• **LIST OF TASKS**:
- a) Answer these about the statute on independent medical examinations:
(i) Who pays for any independent medical examination?
(ii) Without an order from the judge, how often at most may the periodic examinations be required?
(iii) Within how many days after an examination must the worker be paid back for expenses?
- b) In the statute on independent medical examinations, copy word for word the passage between "A. In the event" and "worker otherwise agree.", inclusive.
- c) Take the statute on independent medical examinations further, picking up after its final sentence.

• **PAGE EXCERPT**:
A. In the event of a dispute concerning any medical issue, if the parties cannot agree upon the use of a specific independent medical examiner, either party may petition a workers' compensation judge for permission to have the worker undergo an independent medical examination. The independent medical examination shall be performed immediately, pursuant to procedures adopted by the director, by a health care provider other than the designated health care provider, unless the employer and the worker otherwise agree.
B. In deciding who may conduct the independent medical examination, the workers' compensation judge shall not designate the health care provider initially chosen by the petitioner. The workers' compensation judge shall designate a health care provider on the approved list of persons authorized by the committee appointed by the advisory council on workers' compensation to create that list. The decision of the workers' compensation judge shall be final. The employer shall pay for any independent medical examination.
C. Only the health care provider who has treated the worker pursuant to Section 52-3-15 NMSA 1978 or the health care provider providing the independent medical examination pursuant to this section may offer testimony at any workers' compensation hearing concerning the particular disablement in question.
D. If, pursuant to Subsection D of Section 52-3-15 NMSA 1978, the injured worker selects a new health care provider, the employer shall be entitled to periodic examinations of the worker by the health care provider he previously selected. Examinations may not be required more frequently than at six-month intervals; except that upon application to the workers' compensation judge having jurisdiction of the claim and after reasonable cause therefor, examinations within six-month intervals may be ordered. In considering such applications, the workers' compensation judge should exercise care to prevent harassment of the claimant.
E. If the employer requests an independent medical examination or an examination pursuant to Subsection D of this section, the worker shall travel to the place at which the examination shall be conducted. Within thirty days after the examination, the worker shall be compensated by the party requesting the examination for all necessary and reasonable expenses incidental to submitting to the examination, including the cost of travel, meals, lodging, loss of pay or other like direct expense, but the amount to be compensated for meals and lodging shall not exceed that allowed for nonsalaried public officers under the Per Diem and Mileage Act [10-8-1 to 10-8-8 NMSA 1978].

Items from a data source
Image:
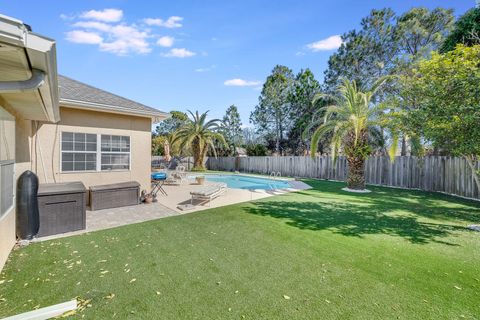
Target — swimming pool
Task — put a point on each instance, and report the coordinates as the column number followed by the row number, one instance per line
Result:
column 236, row 181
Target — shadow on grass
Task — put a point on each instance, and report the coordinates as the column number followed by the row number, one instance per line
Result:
column 415, row 216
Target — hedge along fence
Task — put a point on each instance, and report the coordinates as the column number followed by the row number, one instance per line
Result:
column 451, row 175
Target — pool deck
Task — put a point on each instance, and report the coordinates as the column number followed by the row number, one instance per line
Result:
column 167, row 206
column 180, row 194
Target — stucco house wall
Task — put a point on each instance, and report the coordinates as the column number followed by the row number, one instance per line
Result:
column 7, row 154
column 41, row 143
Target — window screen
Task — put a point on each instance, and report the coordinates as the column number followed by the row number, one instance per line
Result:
column 79, row 151
column 115, row 152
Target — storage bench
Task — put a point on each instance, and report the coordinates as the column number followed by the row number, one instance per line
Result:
column 61, row 208
column 114, row 195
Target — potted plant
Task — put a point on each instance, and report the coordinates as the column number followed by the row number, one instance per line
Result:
column 200, row 179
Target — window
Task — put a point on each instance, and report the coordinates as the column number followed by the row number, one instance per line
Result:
column 6, row 185
column 79, row 151
column 115, row 152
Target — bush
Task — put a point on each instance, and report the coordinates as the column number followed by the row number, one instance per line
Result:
column 258, row 150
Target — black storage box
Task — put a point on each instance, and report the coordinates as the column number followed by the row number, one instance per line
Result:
column 114, row 195
column 62, row 208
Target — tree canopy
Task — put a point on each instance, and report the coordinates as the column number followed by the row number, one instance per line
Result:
column 466, row 31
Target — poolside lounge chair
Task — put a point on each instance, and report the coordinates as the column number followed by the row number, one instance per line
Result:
column 208, row 193
column 180, row 174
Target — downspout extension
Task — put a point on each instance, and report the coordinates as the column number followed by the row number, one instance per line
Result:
column 35, row 82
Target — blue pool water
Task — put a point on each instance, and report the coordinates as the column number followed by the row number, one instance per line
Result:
column 236, row 181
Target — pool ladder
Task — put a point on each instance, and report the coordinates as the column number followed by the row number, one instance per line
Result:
column 274, row 174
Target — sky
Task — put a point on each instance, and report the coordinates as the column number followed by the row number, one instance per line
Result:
column 197, row 55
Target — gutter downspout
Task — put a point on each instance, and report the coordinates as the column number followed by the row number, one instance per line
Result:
column 35, row 82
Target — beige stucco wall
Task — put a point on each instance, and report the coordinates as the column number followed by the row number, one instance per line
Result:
column 40, row 146
column 7, row 152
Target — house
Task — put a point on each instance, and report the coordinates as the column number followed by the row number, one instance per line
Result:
column 59, row 128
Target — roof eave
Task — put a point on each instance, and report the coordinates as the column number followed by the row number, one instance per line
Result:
column 83, row 105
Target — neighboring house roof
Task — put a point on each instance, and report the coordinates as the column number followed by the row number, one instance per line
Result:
column 76, row 94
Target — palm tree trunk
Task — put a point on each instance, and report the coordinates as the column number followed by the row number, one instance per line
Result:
column 355, row 152
column 197, row 157
column 356, row 172
column 403, row 151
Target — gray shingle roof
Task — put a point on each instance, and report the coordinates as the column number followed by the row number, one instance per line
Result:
column 74, row 92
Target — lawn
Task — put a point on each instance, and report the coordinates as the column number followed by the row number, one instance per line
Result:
column 316, row 254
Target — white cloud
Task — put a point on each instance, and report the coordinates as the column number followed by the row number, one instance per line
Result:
column 100, row 26
column 120, row 39
column 241, row 83
column 165, row 41
column 171, row 22
column 126, row 39
column 330, row 43
column 107, row 29
column 107, row 15
column 79, row 36
column 179, row 53
column 205, row 69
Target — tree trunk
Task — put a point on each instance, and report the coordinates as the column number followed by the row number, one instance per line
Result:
column 356, row 172
column 403, row 151
column 197, row 155
column 356, row 152
column 471, row 164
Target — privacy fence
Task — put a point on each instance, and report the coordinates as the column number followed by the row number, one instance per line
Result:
column 434, row 173
column 159, row 162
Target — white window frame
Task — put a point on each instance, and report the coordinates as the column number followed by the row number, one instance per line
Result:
column 98, row 153
column 99, row 147
column 72, row 151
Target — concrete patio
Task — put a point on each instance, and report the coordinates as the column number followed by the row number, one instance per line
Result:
column 167, row 206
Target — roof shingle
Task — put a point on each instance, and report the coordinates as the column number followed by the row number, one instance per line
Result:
column 75, row 91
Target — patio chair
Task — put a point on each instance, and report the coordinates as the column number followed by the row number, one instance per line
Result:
column 180, row 173
column 208, row 193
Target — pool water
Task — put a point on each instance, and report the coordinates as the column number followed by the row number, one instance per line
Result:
column 236, row 181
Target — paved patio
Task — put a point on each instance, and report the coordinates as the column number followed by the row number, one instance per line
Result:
column 167, row 206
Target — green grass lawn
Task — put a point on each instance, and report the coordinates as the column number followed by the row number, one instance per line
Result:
column 316, row 254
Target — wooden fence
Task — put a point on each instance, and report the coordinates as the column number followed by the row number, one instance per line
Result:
column 159, row 162
column 434, row 173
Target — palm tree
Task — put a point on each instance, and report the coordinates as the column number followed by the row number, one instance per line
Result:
column 200, row 135
column 353, row 122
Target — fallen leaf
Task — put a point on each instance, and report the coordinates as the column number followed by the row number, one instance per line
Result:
column 110, row 296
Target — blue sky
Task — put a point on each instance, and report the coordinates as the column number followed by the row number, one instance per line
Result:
column 205, row 55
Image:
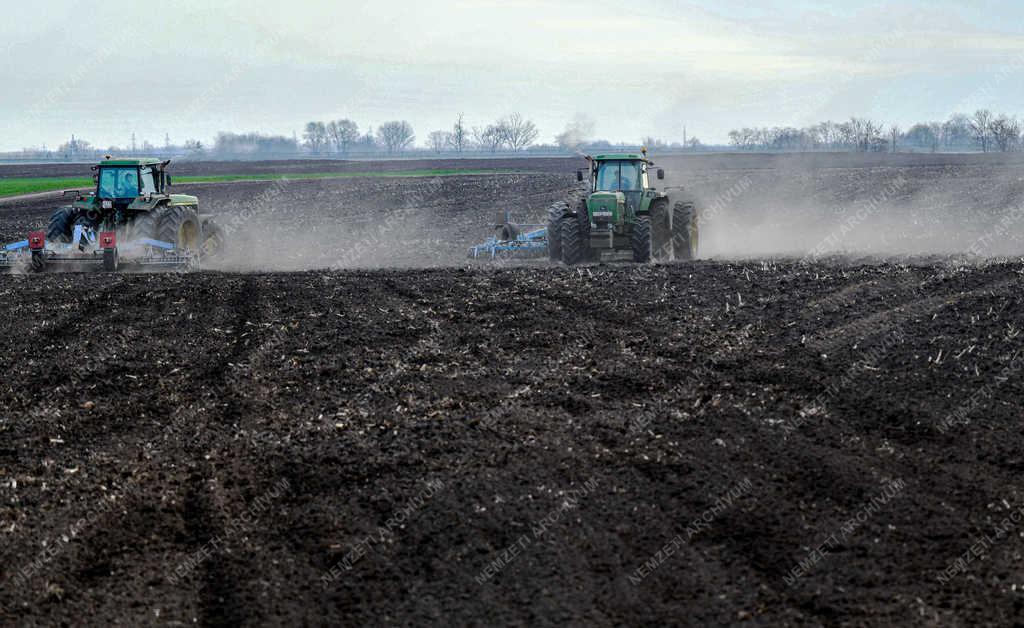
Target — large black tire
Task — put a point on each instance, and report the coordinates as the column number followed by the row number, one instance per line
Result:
column 641, row 240
column 573, row 246
column 179, row 225
column 660, row 231
column 555, row 214
column 684, row 229
column 61, row 225
column 583, row 221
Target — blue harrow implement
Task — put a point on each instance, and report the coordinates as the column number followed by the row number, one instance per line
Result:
column 90, row 249
column 513, row 240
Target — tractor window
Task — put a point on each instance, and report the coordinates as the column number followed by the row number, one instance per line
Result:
column 147, row 185
column 118, row 183
column 619, row 176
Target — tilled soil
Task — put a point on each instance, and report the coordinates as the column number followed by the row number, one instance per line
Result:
column 365, row 447
column 804, row 443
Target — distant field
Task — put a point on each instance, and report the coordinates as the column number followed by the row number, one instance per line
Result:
column 20, row 185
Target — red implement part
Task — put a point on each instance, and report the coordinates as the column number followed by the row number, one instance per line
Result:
column 108, row 240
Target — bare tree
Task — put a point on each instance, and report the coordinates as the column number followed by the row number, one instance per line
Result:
column 396, row 135
column 1006, row 132
column 315, row 136
column 981, row 124
column 956, row 131
column 343, row 133
column 491, row 137
column 460, row 135
column 438, row 140
column 519, row 132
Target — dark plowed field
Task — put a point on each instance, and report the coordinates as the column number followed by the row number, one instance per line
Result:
column 805, row 443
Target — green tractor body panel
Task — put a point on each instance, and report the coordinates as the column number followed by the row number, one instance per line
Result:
column 182, row 199
column 620, row 193
column 606, row 207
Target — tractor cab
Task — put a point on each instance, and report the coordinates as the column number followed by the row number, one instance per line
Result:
column 121, row 181
column 620, row 179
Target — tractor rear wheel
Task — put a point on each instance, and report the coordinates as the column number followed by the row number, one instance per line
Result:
column 684, row 229
column 583, row 221
column 61, row 225
column 555, row 214
column 660, row 231
column 641, row 240
column 179, row 225
column 573, row 246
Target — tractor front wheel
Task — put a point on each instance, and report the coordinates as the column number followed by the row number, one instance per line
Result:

• **ANSWERS FOR THIS EXERCISE**:
- a)
(i) The employer.
(ii) No more often than at six-month intervals.
(iii) Within thirty days.

- b)
A. In the event of a dispute concerning any medical issue, if the parties cannot agree upon the use of a specific independent medical examiner, either party may petition a workers' compensation judge for permission to have the worker undergo an independent medical examination. The independent medical examination shall be performed immediately, pursuant to procedures adopted by the director, by a health care provider other than the designated health care provider, unless the employer and the worker otherwise agree.

- c)
F. No attorney shall be present at any examination authorized under this section.
G. Both the employer and the worker shall be given a copy of the report of the examination of the worker made by the independent health care provider pursuant to this section.
H. If a worker fails or refuses to submit to examination in accordance with this section, he shall forfeit all disablement compensation benefits that would accrue or become due to him except for such failure or refusal to submit to examination during the period that he persists in such failure and refusal unless he is by reason of disability unable to appear for examination.
I. If any employee persists in any unsanitary or injurious practice that tends to imperil, retard or impair his recovery or increase his disability or refuses to submit to such medical or surgical treatment as is reasonably essential to promote his recovery, the workers' compensation judge may in his discretion reduce or suspend the employee's disablement compensation benefits.
History: 1978 Comp., § 52-3-39, enacted by Laws 1987, ch. 235, § 40; 1989, ch. 263, § 61; 1990 (2nd S.S.), ch. 2, § 38.
ANNOTATIONSRepeals and reenactments. — Laws 1987, ch. 235, § 40 repealed former 52-3-39 NMSA 1978, as amended by Laws 1986, ch. 22, § 63 and enacted a new 52-3-39 NMSA 1978, effective June 19, 1987.
The 1990 (2nd S.S.) amendment, effective January 1, 1991, rewrote the section, including the catchline, to the extent that a detailed comparison would be impracticable.
Expert testimony. — The standard for admitting expert testimony established by Daubert v. Merrel Dow Pharmaceuticals, Inc., 509 U.S. 579 (1993), as adopted in New Mexico by State v. Alberico, 1993-NMSC-047, 116 N.M. 156, 861 P.2d 192, does not apply to the testimony of a health care provider pursuant to Section 52-1-28(B) or 52-3-32 NMSA 1978. Banks v. IMC Kalium Carlsbad Potash Co., 2003-NMSC-026, 134 N.M. 421, 77 P.3d 1014.
Am. Jur. 2d, A.L.R. and C.J.S. references. — 82 Am. Jur. 2d Workers' Compensation §§ 389 to 391, 504 to 506.
99 C.J.S. Workmen's Compensation §§ 318, 319; 100 C.J.S. Workmen's Compensation § 484.